%%
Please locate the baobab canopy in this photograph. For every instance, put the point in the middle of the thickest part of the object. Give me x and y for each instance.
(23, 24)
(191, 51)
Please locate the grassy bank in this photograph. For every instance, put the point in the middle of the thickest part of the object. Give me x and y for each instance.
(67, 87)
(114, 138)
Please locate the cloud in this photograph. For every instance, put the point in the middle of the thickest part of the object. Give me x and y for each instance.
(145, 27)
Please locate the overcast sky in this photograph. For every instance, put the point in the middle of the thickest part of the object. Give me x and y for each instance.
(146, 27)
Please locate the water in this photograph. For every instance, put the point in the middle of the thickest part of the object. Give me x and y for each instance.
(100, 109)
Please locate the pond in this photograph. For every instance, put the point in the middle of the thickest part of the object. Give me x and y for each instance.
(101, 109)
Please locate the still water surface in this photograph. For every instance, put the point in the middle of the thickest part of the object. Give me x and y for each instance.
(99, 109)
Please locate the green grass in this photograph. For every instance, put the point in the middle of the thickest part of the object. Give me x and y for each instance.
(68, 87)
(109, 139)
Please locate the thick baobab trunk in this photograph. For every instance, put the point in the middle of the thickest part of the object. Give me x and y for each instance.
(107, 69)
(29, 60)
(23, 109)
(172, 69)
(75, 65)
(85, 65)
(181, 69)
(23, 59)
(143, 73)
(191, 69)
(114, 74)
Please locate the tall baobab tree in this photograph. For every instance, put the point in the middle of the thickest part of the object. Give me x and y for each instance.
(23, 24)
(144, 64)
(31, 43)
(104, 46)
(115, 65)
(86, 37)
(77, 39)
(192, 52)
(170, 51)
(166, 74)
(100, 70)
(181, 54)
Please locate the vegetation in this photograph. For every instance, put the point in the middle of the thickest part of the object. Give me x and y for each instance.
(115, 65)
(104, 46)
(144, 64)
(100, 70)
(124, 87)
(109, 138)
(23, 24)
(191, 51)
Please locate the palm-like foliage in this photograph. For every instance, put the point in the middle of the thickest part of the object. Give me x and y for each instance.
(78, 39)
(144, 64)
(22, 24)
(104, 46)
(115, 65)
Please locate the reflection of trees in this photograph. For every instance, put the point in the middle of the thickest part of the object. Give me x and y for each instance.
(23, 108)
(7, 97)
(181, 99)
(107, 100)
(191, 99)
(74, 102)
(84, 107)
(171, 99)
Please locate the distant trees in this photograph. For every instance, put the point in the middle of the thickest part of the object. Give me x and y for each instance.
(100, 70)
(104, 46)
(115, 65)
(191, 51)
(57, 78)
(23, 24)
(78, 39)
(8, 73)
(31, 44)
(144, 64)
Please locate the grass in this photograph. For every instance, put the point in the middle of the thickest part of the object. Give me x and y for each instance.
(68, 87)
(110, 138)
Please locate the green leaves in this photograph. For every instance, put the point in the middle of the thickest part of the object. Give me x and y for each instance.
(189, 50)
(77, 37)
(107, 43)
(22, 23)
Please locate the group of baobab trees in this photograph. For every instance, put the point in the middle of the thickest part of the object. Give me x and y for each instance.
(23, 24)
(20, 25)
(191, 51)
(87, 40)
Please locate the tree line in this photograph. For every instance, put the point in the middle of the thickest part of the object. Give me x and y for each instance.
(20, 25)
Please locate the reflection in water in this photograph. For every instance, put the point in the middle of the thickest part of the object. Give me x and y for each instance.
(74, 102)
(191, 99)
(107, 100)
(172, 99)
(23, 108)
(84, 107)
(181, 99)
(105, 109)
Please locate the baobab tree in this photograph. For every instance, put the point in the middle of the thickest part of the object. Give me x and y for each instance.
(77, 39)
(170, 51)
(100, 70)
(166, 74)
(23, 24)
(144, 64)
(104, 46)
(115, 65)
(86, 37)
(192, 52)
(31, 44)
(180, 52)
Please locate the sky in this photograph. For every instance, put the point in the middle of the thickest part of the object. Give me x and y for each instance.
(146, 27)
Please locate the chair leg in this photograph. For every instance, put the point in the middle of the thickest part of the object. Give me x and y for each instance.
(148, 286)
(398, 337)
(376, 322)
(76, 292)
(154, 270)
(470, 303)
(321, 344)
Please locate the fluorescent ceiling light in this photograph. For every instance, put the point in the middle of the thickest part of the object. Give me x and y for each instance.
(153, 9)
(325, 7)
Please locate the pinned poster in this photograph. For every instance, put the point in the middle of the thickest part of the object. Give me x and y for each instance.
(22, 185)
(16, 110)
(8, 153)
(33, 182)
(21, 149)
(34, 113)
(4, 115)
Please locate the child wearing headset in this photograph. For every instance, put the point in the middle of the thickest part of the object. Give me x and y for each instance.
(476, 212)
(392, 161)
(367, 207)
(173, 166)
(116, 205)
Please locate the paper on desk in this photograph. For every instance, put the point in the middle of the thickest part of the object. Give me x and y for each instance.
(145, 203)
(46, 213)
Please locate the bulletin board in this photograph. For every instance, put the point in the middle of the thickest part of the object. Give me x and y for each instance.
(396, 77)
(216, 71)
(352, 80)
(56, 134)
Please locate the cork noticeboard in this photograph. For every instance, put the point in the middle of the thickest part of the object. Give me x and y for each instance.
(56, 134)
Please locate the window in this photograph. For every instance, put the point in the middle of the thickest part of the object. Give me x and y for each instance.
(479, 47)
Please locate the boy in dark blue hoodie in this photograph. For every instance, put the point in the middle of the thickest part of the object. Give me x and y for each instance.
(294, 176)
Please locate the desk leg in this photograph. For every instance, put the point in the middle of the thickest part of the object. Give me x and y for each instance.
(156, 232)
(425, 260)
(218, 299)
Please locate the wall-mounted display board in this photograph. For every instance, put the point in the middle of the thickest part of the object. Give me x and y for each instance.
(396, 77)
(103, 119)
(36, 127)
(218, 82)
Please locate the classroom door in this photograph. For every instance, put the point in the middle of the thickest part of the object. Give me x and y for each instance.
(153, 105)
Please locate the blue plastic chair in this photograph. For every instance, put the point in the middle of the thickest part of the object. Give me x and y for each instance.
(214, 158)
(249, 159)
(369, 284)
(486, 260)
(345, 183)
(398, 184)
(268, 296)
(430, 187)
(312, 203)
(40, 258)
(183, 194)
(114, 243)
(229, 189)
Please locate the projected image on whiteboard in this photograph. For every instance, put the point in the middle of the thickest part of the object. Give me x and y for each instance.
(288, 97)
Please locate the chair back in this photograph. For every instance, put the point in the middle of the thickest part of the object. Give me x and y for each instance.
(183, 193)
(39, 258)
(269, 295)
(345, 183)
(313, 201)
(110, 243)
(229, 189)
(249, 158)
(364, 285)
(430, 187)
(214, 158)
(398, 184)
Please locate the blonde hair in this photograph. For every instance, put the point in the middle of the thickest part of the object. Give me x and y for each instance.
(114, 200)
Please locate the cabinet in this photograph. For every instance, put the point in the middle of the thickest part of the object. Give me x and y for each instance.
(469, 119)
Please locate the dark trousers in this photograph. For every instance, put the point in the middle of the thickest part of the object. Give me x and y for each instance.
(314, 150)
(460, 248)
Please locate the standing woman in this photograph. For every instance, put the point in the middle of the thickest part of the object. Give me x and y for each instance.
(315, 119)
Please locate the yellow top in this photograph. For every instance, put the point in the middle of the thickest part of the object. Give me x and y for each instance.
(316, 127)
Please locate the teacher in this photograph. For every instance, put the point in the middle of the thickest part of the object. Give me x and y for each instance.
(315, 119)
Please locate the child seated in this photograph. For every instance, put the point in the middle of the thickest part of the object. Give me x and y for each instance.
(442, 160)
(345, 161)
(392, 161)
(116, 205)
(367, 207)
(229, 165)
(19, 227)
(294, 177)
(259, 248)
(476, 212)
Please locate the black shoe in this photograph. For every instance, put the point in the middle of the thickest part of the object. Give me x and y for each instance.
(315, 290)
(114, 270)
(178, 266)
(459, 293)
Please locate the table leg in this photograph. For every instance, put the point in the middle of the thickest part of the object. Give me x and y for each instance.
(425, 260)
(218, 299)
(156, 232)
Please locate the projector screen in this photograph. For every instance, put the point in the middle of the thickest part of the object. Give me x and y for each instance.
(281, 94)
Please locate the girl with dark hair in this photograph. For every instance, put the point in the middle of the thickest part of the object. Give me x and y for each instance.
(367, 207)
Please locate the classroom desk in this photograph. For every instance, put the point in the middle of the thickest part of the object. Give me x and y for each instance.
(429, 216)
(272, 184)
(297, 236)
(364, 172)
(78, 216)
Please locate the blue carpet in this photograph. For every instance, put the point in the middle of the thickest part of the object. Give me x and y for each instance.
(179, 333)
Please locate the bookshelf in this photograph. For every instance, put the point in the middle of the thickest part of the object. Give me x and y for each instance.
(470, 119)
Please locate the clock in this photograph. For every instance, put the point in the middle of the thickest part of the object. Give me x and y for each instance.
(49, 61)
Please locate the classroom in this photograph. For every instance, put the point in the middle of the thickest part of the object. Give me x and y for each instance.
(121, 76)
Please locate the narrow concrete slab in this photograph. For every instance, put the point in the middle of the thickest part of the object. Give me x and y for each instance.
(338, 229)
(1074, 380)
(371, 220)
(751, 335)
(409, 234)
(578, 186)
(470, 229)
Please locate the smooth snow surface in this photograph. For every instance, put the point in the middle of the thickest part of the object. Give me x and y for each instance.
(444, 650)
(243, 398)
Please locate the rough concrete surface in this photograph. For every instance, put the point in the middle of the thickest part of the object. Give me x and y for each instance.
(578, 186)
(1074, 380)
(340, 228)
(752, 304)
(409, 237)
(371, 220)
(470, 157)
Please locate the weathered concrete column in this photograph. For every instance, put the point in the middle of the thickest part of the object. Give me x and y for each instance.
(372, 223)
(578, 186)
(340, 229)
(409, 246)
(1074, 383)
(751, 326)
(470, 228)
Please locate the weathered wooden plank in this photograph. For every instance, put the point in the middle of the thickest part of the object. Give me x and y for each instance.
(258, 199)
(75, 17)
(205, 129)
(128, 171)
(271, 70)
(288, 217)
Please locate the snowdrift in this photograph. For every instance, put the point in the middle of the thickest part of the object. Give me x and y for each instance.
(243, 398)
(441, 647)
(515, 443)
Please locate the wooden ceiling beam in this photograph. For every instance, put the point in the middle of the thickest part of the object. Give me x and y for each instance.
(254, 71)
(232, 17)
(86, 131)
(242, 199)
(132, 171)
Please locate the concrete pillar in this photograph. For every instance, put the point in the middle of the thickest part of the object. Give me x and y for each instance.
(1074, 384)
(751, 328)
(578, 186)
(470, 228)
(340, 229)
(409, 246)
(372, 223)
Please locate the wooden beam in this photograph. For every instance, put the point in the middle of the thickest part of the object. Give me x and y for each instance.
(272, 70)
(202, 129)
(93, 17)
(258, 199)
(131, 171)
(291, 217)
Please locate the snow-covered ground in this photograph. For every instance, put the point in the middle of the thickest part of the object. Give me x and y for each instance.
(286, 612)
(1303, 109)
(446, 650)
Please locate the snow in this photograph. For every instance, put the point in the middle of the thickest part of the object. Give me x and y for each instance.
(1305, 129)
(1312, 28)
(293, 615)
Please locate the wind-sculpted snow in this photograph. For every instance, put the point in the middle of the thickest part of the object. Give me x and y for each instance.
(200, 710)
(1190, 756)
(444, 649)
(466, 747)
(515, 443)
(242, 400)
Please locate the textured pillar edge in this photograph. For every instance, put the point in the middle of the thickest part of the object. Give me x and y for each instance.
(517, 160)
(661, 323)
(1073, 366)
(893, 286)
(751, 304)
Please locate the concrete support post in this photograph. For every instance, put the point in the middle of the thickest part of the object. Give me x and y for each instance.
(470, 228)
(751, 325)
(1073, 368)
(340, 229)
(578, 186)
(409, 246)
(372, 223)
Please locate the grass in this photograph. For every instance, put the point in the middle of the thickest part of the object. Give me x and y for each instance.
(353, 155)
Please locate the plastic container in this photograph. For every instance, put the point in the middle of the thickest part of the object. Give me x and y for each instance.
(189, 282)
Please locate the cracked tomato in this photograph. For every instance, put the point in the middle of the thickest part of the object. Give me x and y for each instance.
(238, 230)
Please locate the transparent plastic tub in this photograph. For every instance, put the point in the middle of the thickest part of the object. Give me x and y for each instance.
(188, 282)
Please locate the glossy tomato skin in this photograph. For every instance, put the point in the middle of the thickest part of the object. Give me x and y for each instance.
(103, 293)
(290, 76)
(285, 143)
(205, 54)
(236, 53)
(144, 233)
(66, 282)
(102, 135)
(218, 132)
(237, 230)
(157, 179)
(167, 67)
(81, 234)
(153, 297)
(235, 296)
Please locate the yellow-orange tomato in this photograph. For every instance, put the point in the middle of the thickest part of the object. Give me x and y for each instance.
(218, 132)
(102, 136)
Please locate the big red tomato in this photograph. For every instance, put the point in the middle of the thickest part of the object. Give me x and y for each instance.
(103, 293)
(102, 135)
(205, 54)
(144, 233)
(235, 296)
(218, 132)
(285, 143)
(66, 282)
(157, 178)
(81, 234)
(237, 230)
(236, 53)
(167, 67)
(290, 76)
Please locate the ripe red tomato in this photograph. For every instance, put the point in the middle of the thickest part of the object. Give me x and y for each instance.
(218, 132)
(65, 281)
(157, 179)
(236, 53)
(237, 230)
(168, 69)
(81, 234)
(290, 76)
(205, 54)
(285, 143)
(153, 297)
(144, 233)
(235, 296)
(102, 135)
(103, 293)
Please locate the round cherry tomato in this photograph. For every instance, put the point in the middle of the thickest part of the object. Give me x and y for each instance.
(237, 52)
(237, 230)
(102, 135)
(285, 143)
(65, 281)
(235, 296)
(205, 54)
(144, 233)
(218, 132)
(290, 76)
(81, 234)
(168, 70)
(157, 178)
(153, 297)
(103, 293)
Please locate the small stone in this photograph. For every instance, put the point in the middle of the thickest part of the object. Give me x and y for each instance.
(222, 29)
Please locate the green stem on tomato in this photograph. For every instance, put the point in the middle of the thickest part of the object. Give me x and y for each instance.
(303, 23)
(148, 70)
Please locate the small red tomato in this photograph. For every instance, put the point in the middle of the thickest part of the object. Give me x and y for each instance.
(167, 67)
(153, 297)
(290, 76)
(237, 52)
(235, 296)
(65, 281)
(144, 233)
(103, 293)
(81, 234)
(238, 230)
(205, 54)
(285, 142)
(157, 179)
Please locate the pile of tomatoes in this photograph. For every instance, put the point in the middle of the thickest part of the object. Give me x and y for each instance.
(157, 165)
%%
= Brief =
Repeat only the stretch of lines starting at the one containing "Please locate the round" and running to the final line of the entries above.

= Answer for the task =
Please locate the round cherry tomato in this photograph. For every instance, put the point in the middle of the thickest part of the object. Give me x and y for each instance.
(237, 52)
(237, 230)
(102, 135)
(285, 143)
(65, 281)
(235, 296)
(205, 54)
(144, 233)
(218, 132)
(290, 76)
(81, 234)
(168, 70)
(157, 178)
(153, 297)
(103, 293)
Please locate the small stone in this photograph. For every instance, put the point in the middle of the thickest part of the object. Give me x and y for each instance.
(222, 29)
Please locate the green stem on tomato in this photograph. For every instance, put the point in the middle of the thickest part of the object. Give me x and y for each instance.
(303, 23)
(148, 70)
Please locate the small red tomato in this photograph. For every instance, put the point in the middle of the thickest part of the object. Give me x and y for each instance.
(167, 67)
(153, 297)
(290, 76)
(237, 52)
(235, 296)
(65, 281)
(144, 233)
(103, 293)
(81, 234)
(238, 230)
(205, 54)
(285, 142)
(157, 179)
Please locate the pile of tomatoes in this photograph. For every instance, put the point in the middle of the thickest part of the object. Give me x and y for each instance.
(157, 165)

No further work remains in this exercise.